§ **Try it**
Omit all pictures. Reproduce exactly the lines from the first line of the records below through the line with "Task: locate the utility pole.".

※ ※ ※

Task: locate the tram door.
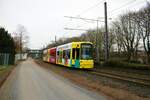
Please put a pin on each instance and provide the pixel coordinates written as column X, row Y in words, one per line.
column 75, row 57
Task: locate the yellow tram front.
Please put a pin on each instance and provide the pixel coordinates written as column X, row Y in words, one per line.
column 82, row 55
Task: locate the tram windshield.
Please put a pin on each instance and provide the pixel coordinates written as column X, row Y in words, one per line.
column 86, row 51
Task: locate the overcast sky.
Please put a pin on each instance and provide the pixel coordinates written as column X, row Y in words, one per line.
column 44, row 19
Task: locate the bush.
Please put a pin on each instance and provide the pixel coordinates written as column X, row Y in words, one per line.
column 121, row 64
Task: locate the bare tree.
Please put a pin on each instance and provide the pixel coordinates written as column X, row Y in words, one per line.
column 144, row 21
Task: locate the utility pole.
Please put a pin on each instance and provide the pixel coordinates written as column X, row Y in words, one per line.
column 55, row 40
column 21, row 46
column 97, row 46
column 106, row 34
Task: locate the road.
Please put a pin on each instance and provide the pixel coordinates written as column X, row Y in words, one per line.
column 29, row 81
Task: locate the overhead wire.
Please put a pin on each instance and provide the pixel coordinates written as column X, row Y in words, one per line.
column 112, row 14
column 88, row 9
column 122, row 6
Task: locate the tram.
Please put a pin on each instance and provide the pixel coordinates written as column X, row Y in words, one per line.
column 74, row 54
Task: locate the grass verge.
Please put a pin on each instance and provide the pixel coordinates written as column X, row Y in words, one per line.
column 4, row 73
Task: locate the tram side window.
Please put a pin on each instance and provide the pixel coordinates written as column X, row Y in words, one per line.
column 68, row 54
column 64, row 53
column 73, row 53
column 58, row 53
column 77, row 53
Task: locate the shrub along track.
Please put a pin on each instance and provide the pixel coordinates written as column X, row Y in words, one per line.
column 4, row 73
column 124, row 77
column 115, row 88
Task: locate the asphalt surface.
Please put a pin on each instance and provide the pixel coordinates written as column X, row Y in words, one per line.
column 29, row 81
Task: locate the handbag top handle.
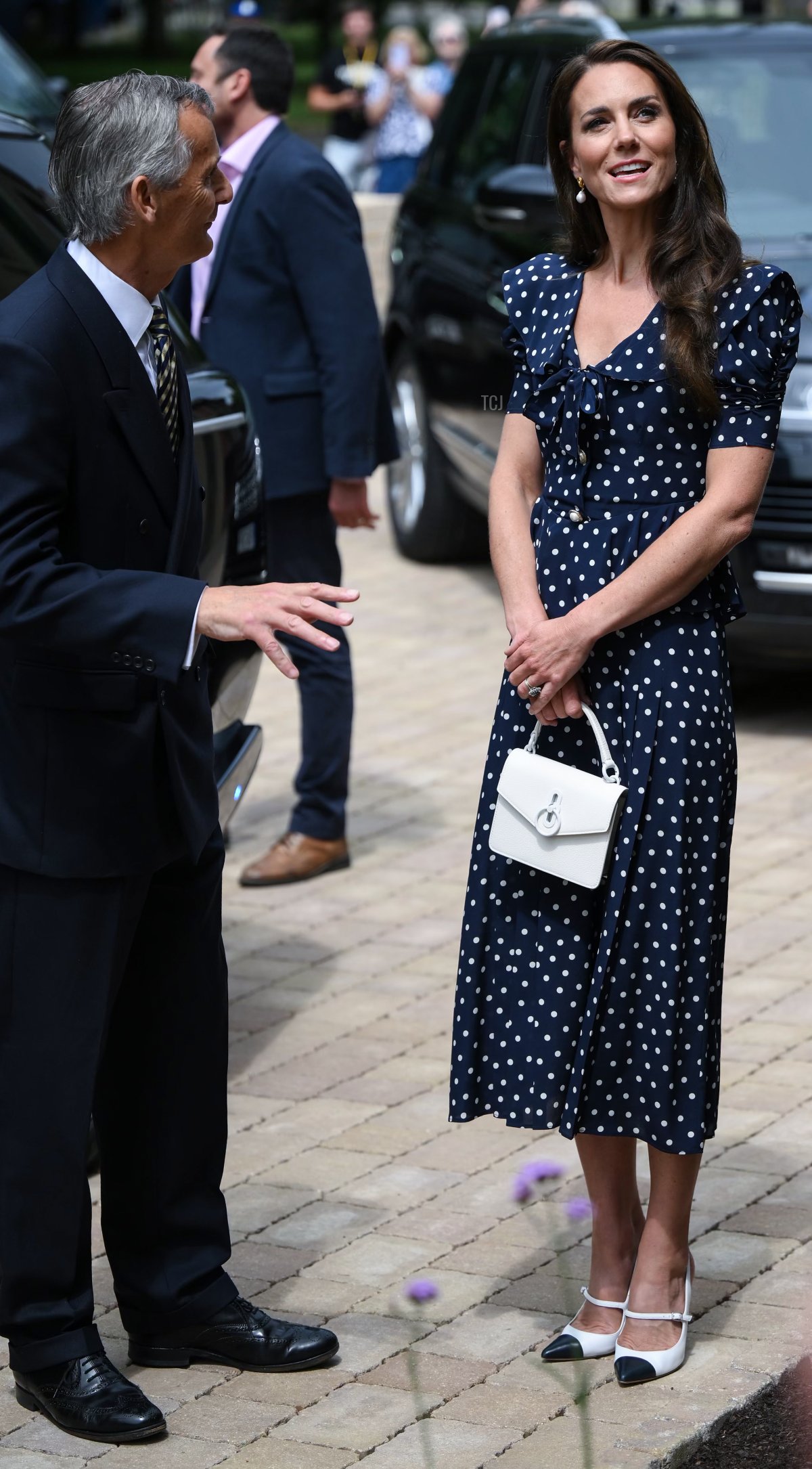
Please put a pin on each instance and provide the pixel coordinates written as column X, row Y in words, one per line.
column 608, row 767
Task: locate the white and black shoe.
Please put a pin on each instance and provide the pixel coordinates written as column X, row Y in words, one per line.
column 574, row 1344
column 644, row 1367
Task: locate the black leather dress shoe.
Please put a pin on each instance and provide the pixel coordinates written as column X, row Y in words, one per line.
column 90, row 1399
column 238, row 1336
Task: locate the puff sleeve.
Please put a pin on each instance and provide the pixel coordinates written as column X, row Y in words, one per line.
column 759, row 316
column 514, row 344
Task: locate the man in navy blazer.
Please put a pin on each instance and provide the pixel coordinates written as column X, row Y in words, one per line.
column 114, row 989
column 286, row 303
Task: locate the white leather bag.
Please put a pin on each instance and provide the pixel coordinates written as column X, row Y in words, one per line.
column 556, row 817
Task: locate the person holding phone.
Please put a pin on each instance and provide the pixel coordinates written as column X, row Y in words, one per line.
column 394, row 109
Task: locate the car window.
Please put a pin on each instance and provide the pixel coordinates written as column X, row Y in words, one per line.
column 493, row 135
column 22, row 90
column 28, row 229
column 758, row 108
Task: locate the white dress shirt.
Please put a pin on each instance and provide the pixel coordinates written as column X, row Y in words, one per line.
column 134, row 313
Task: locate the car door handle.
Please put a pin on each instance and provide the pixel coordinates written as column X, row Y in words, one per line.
column 499, row 215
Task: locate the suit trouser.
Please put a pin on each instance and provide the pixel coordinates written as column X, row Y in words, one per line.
column 301, row 547
column 114, row 1001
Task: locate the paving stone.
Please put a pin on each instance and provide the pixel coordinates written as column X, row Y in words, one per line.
column 774, row 1220
column 227, row 1420
column 322, row 1168
column 399, row 1186
column 489, row 1332
column 758, row 1323
column 256, row 1205
column 455, row 1293
column 269, row 1263
column 356, row 1416
column 275, row 1453
column 14, row 1459
column 498, row 1406
column 454, row 1446
column 726, row 1255
column 366, row 1342
column 378, row 1260
column 312, row 1296
column 172, row 1452
column 434, row 1223
column 439, row 1378
column 325, row 1225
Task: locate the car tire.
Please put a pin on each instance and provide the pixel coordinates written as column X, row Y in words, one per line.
column 430, row 522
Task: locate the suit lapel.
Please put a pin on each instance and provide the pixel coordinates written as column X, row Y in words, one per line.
column 131, row 399
column 273, row 141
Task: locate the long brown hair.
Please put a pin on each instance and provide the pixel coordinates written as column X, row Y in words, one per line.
column 695, row 252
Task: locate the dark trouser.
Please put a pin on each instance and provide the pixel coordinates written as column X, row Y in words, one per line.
column 112, row 999
column 301, row 547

※ ※ ※

§ **Solved exercise**
Task: locate the tram door.
Please put a pin on each instance and provide the pixel coordinates written as column X, row Y in words, one per line.
column 75, row 57
Task: locate the yellow tram front.
Please put a pin on each instance and provide the pixel coordinates written as column X, row Y in words, one per line.
column 82, row 55
Task: locate the tram windshield.
Please put a pin on each instance and provide the pixel coordinates written as column X, row Y in words, one per line.
column 86, row 51
Task: locate the overcast sky.
Please put a pin on each instance and provide the pixel coordinates written as column X, row Y in words, one per line.
column 44, row 19
Task: locate the bush.
Please put a pin on each instance and provide the pixel coordinates written as column X, row Y in words, one per line.
column 121, row 64
Task: locate the bare tree.
Please put a pin on each instance and provide the pixel coordinates written as column X, row Y in words, one per line.
column 144, row 21
Task: locate the utility pole.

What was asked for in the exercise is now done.